• [WHAT IS NEEDED]
Repeat exactly, and only, the lines from the one holding "the wooden board" through the last line of the records below.
MATERIAL TO PROCESS Start Marker
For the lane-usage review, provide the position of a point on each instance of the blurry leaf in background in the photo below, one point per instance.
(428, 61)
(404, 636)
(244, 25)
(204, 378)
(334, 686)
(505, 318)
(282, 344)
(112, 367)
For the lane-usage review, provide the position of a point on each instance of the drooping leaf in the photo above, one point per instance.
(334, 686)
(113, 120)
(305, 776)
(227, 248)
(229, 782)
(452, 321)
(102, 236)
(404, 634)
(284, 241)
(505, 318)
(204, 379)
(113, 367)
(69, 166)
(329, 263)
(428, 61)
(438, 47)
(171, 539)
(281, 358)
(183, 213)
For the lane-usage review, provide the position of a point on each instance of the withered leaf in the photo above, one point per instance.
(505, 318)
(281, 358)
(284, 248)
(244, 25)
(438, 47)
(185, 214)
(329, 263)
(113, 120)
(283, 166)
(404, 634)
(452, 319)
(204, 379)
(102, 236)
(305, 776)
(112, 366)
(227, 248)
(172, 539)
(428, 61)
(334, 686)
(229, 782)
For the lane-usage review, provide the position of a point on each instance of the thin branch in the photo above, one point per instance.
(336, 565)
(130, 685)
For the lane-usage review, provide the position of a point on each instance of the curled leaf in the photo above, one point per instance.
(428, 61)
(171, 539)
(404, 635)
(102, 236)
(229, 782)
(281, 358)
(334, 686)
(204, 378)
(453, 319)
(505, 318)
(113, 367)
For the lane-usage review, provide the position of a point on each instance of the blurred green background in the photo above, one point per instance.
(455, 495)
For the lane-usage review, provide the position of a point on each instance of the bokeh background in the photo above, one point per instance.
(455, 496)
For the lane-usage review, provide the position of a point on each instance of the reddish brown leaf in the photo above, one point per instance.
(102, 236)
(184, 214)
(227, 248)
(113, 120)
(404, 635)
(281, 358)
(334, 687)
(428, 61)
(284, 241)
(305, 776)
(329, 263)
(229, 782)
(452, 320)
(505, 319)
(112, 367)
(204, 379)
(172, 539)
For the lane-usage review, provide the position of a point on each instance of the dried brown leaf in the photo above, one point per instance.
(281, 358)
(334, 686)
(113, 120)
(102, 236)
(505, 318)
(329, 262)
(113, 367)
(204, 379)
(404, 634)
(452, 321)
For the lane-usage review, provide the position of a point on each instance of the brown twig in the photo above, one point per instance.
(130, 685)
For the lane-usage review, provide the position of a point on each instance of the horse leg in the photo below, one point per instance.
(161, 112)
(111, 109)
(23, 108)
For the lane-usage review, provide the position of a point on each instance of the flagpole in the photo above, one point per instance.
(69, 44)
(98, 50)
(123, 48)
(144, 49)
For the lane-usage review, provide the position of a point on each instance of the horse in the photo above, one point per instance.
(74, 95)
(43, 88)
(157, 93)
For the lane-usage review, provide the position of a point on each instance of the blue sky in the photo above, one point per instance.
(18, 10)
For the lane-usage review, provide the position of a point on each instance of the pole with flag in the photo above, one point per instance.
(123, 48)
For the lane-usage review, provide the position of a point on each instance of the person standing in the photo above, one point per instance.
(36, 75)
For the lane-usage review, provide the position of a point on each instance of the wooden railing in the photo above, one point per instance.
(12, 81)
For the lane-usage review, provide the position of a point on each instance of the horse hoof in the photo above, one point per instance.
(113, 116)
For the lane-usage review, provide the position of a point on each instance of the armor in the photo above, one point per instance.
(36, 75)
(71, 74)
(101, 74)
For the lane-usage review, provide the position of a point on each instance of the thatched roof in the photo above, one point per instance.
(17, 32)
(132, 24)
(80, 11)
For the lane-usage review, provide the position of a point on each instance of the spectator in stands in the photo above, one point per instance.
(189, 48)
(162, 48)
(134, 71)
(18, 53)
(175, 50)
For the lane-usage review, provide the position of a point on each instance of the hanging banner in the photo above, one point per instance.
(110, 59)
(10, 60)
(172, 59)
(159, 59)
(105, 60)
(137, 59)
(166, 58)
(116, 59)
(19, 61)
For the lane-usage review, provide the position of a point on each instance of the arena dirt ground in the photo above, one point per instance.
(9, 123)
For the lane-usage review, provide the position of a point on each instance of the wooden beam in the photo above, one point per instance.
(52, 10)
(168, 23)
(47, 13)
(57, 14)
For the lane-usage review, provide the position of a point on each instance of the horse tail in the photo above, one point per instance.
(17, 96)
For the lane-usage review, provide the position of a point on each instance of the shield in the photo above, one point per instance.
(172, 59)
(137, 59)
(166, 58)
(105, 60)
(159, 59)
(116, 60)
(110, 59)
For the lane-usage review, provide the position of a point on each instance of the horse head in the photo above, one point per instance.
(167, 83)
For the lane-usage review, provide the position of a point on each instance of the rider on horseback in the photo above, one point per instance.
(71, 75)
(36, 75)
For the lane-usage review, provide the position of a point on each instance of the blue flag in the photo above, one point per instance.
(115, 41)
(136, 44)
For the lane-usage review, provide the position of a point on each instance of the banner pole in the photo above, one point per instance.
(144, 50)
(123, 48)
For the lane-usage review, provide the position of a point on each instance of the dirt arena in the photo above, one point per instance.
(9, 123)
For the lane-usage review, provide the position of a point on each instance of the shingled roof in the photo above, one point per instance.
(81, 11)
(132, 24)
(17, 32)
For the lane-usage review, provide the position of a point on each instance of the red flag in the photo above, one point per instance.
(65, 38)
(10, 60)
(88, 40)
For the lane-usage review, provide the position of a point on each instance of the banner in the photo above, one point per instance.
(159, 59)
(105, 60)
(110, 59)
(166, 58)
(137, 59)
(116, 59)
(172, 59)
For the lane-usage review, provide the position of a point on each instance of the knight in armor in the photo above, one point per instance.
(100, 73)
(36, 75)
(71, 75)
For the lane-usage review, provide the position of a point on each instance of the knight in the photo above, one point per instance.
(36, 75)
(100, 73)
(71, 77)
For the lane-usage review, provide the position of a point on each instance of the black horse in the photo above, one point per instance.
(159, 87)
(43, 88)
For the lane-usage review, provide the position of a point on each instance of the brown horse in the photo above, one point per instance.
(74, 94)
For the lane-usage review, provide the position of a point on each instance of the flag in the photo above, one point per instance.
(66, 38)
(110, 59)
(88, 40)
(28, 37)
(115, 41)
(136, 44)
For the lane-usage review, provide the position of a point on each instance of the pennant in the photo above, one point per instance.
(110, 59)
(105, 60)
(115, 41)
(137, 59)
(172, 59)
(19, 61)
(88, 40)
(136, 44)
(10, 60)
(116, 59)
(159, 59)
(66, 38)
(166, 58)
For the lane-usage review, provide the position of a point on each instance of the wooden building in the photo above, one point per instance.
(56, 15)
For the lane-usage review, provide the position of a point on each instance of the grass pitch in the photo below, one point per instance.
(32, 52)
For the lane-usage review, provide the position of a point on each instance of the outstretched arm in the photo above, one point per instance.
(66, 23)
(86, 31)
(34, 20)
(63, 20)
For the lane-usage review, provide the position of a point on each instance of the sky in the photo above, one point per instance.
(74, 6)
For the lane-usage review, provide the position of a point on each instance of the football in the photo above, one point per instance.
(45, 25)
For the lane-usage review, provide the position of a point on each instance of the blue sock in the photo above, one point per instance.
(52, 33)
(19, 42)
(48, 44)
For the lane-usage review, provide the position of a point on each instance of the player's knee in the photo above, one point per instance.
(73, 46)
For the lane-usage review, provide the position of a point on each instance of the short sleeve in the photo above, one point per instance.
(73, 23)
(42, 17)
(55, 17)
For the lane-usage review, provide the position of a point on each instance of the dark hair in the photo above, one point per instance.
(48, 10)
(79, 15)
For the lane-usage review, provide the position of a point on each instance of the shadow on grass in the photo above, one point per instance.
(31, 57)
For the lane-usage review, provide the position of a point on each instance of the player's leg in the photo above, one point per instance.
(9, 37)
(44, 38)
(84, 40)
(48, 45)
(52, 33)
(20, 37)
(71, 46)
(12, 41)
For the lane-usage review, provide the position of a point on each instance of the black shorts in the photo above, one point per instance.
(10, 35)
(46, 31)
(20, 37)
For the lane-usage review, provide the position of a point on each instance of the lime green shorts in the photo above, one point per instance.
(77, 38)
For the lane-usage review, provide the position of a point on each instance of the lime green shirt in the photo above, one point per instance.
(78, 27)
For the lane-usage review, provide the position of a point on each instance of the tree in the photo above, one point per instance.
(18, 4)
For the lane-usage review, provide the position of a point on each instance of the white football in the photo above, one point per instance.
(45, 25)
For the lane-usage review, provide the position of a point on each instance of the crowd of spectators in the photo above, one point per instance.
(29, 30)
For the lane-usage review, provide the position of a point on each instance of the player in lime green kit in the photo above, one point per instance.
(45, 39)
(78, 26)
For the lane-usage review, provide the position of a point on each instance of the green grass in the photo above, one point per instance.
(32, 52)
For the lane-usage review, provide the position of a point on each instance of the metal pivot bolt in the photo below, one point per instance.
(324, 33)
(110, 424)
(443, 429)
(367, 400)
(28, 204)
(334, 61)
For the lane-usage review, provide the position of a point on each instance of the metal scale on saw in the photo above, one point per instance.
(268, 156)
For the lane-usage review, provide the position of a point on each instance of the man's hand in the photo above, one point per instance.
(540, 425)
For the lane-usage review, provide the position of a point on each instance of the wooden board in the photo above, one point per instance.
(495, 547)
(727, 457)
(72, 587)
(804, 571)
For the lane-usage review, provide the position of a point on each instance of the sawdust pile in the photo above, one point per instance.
MATERIAL TO PROCESS End Marker
• [RESULT FOR THIS EXERCISE]
For the lane-usage review, provide the position of a point on each instance of the wooden board in the photo above, one point per instance.
(495, 547)
(727, 457)
(72, 587)
(804, 571)
For the lane-usage review, provide the position of a point on each instance of the sawdust pile in the photo above, one point per instance.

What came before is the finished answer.